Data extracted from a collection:
▬▬▬

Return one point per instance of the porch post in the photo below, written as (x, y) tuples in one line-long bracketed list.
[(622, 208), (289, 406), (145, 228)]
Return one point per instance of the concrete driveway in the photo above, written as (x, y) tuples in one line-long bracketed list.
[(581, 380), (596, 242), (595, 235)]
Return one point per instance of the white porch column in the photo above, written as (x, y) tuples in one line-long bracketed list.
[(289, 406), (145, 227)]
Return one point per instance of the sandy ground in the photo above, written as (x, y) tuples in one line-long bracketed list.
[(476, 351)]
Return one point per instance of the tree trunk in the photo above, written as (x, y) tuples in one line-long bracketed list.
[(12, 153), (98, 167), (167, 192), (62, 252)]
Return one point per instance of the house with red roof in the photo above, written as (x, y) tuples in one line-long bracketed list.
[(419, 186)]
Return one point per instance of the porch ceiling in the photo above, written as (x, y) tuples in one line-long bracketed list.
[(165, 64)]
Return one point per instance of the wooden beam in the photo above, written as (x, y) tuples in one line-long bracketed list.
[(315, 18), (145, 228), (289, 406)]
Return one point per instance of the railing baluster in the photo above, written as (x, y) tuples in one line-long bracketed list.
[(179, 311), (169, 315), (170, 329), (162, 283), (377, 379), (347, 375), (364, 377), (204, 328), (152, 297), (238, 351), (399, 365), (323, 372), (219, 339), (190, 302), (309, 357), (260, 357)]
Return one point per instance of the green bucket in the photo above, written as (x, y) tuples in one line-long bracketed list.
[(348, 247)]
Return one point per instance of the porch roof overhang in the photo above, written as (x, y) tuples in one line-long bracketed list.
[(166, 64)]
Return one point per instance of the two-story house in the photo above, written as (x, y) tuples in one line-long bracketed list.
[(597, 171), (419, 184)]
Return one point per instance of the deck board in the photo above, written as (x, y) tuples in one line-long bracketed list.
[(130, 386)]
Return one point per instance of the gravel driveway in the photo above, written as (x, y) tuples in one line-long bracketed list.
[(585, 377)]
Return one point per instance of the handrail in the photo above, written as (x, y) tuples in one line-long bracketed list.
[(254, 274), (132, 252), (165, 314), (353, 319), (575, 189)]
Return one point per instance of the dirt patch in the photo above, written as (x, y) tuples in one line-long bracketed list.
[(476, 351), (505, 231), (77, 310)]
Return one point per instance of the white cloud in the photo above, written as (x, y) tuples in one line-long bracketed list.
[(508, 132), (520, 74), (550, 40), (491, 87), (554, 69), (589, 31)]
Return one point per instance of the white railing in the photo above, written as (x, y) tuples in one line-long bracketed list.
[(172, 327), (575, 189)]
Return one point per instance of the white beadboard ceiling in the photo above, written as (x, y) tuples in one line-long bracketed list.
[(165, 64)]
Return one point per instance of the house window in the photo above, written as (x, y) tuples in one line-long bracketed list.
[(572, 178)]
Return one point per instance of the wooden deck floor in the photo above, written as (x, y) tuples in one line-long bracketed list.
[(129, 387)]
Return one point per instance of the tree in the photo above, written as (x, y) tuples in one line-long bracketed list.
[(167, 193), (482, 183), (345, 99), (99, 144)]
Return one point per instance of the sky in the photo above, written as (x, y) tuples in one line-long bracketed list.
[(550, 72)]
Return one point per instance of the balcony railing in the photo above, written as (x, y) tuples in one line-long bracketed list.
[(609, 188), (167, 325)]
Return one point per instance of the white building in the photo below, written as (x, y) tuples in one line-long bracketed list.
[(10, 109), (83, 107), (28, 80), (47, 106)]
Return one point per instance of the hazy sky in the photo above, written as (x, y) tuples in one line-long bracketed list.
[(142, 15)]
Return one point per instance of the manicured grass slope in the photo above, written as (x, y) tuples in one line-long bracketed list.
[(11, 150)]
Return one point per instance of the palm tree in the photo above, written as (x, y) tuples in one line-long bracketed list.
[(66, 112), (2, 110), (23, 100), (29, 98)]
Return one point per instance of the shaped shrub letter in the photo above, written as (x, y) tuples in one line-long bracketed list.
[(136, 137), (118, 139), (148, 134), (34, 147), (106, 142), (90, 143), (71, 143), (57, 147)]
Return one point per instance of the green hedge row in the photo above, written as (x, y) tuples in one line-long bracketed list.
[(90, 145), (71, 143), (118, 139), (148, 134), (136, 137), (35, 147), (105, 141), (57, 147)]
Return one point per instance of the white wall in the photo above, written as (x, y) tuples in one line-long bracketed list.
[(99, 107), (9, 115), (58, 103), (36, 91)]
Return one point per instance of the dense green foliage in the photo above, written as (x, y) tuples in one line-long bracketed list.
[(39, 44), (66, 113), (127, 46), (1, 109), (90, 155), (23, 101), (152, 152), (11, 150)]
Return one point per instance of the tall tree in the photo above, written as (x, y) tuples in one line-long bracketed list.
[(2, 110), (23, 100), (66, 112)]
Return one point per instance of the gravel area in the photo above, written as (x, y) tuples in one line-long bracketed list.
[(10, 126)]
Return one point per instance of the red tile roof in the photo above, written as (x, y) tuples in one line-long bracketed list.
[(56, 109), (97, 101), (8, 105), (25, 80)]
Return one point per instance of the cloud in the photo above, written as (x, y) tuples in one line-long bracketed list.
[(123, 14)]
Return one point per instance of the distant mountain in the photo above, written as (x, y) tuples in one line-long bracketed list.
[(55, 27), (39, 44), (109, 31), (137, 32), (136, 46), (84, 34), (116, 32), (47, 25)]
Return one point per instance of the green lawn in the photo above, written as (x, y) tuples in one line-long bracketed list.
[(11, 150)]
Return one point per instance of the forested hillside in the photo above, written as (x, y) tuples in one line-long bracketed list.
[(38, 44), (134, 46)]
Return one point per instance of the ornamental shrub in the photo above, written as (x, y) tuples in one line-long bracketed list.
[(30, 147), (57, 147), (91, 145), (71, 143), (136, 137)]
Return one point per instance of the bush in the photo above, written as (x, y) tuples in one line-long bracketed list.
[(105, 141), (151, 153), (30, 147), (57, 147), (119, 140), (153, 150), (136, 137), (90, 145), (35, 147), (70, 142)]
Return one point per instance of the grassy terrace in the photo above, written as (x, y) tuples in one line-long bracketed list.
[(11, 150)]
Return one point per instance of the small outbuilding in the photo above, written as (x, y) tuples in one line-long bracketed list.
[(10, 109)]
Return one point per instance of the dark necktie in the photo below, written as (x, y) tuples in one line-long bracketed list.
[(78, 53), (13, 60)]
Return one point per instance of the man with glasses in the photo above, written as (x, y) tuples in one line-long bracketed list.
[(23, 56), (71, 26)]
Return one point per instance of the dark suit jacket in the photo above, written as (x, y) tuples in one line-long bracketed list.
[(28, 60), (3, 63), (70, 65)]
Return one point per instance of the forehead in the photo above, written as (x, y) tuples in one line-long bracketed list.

▬▬▬

Work to complete » Would you please give all of the entries above once more, exactly as they are?

Result for this task »
Return one point per instance of the porch post in the photo below, written as (x, y) tuples in one line-long bracketed list.
[(622, 208), (289, 406), (145, 228)]
Return one point per instance of the concrete driveway in the photo above, written as (x, y) tuples in one line-long bracketed list.
[(581, 380), (596, 242), (595, 235)]
Return one point per instance of the white porch column in the photo above, written as (x, y) tuples in one line-long bracketed list.
[(289, 406), (145, 227)]
Return one point per instance of the sandy ground in the photo above, written as (x, y) tuples in one line-long bracketed list.
[(476, 351)]
Return one point per instance of the tree trunk in the photo above, written as (x, y) tuples in one line-long bracketed list.
[(12, 153), (98, 167), (167, 192), (62, 252)]
Return one point per instance of the house with red roof in the photo above, written as (x, y) tuples in one line-long bracketed list.
[(419, 186)]
Return one point per instance of the porch ceiling in the photo above, written as (x, y) tuples in one line-long bracketed list.
[(165, 64)]
Return one point per instance of the wooden beam in the photo above, written as (x, y) tuples in one line-long bracketed list.
[(315, 18), (145, 228), (289, 406)]
Return one point per instance of the railing baluster in the photo above, written as (x, y) tuples in one line-long bracketed list.
[(179, 311), (169, 315), (170, 329), (162, 283), (377, 379), (347, 375), (364, 377), (204, 328), (152, 297), (238, 351), (399, 365), (323, 372), (219, 339), (190, 302), (309, 357), (260, 357)]
Return one point per instance of the green bucket in the photo above, written as (x, y) tuples in one line-long bracketed list.
[(348, 247)]
Return one point per instance of the porch roof overhang in the photo above, written as (x, y) tuples in one line-long bracketed list.
[(166, 64)]
Return one point per instance of the two-story house in the photo above, written as (x, y) tuples in one line-long bracketed list.
[(597, 171), (419, 184)]
Return one point per instance of the deck board in the photo above, written as (x, y) tuples in one line-long bracketed list.
[(130, 386)]
Return one point per instance of the gravel driveway in the photo above, written as (x, y) tuples in one line-long bracketed list.
[(585, 377)]
Return one point per instance of the handrail in the photo above, written as (x, y) tuples in one line-long bracketed list.
[(254, 274), (132, 252), (165, 314), (353, 319), (575, 189)]
Return one point per instance of the dirt patch in the photo above, written as (x, y) tuples in one line-long bracketed list.
[(476, 351), (505, 231), (77, 310)]
Return one point per instance of the white cloud in the photo above, written as (x, y) tuples in one line-long bracketed list.
[(508, 132), (520, 74), (550, 40), (491, 87), (554, 69), (589, 31)]
Return one point per instance of the white railing in the photo above, written as (x, y) tuples in one line-long bracketed list.
[(172, 327), (575, 189)]
Return one point per instance of the white beadboard ceiling in the photo above, written as (x, y) tuples in one line-long bracketed list.
[(165, 64)]
Return one point per instance of the house window in the photo above, written as (x, y) tuples in one line-long bracketed list.
[(572, 178)]
Return one point per instance of the wooden deck floor in the photo above, written as (x, y) tuples in one line-long bracketed list.
[(129, 387)]
Return one point per instance of the tree in the photo above, written as (x, y) tuples in one line-long bracketed list.
[(167, 193), (482, 183), (345, 99), (99, 144)]
Return one point per instance of the sky in the photo above, written as (x, y) tuples in one line-long bracketed list.
[(550, 72)]
Return one point per instance of the balcony railing in the photo above, written as (x, y) tuples in one line-long bracketed list.
[(609, 188), (167, 325)]
Return one point per instance of the white building in the photo below, written as (x, y) tuples in one line-long bracketed list.
[(10, 109), (83, 107), (28, 80), (47, 106)]
Return one point per instance of the hazy sky in the photo above, written as (x, y) tuples in one line-long bracketed list.
[(142, 15)]
Return one point per instance of the manicured grass slope in the photo above, written as (x, y) tuples in one line-long bracketed list.
[(11, 150)]
Return one point per instance of the palm tree in the photo above, written as (x, y) tuples in one line-long bracketed list.
[(66, 112), (2, 110), (23, 100), (29, 98)]
Return one point per instance of the shaped shrub letter in the photo above, written as (x, y) tuples in one line-long bracketed list.
[(136, 137), (118, 139), (148, 134), (34, 147), (106, 142), (90, 143), (71, 143), (57, 147)]
Return one point per instance of the green hedge row in the photo above, written as (x, y) tuples in one line-long bracketed list.
[(90, 145), (71, 143), (118, 139), (148, 134), (136, 137), (35, 147), (105, 141), (57, 147)]
Return one point per instance of the white wall in the photo above, written as (x, y) tuples in one line-long bracketed list.
[(99, 107), (9, 115), (58, 103), (36, 91)]
Return one point per instance of the dense green foliage in the photo above, written as (x, y) tuples in one line-long bracketed list.
[(39, 44), (66, 113), (127, 46), (1, 109), (90, 155), (23, 101), (152, 152), (11, 150)]
Return one point per instance of the tall tree in the photo above, written as (x, y) tuples in one line-long bracketed list.
[(2, 110), (23, 100), (66, 112)]
Return one point per instance of the gravel area in the photo above, written as (x, y) tuples in one line-long bracketed list.
[(10, 126)]
Return one point per instance of the red tile roof in the photo above, written as (x, y) tuples in one line-long bracketed list.
[(56, 109), (97, 101), (8, 105), (25, 80)]
Return one point per instance of the cloud in the photo above, written as (x, y) tuples in one line-long bracketed list.
[(123, 14)]
Return one point per instance of the distant mountain in the photo above, written as (x, y) tuples in one line-long bracketed list.
[(55, 27), (39, 44), (109, 31), (137, 32), (136, 46), (84, 34), (116, 32), (47, 25)]
Return one point per instance of the green lawn in the photo above, written as (x, y) tuples in one line-long bracketed list.
[(11, 150)]
Return one point per instance of the forested hillside in the photo above, written as (x, y) tuples in one line-long bracketed list.
[(38, 44), (134, 46)]
Return one point per instance of the ornamental shrub in the photo above, written as (x, y) tuples in one line-long bracketed list.
[(30, 147), (57, 147), (91, 145), (71, 143), (136, 137)]
Return one point per instance of the bush in the photo above, written as (x, y) tuples in one line-long bracketed list.
[(105, 141), (151, 153), (30, 147), (57, 147), (119, 140), (153, 150), (136, 137), (90, 145), (35, 147), (70, 142)]
Return one point per instance of the grassy terrace in the photo above, written as (x, y) tuples in one line-long bracketed list.
[(11, 150)]
Return one point per instance of the small outbuilding in the photo above, written as (x, y) tuples in one line-long bracketed list.
[(10, 109)]
Return one point per instance of the dark necktie in the photo below, written as (x, y) tuples in one line-long bracketed list.
[(78, 53), (13, 60)]
Return one point per instance of the man with glasses in the photo above, written as (x, y) tuples in one line-long bracketed list.
[(23, 56), (71, 26)]
Return one point per instance of the dark suit jacket in the photo above, written as (x, y) tuples in one line-long bracketed list.
[(28, 60), (3, 63), (70, 65)]
Return one point per instance of the forehead in the photo above, written as (x, y) tuples in one line-long bracketed list.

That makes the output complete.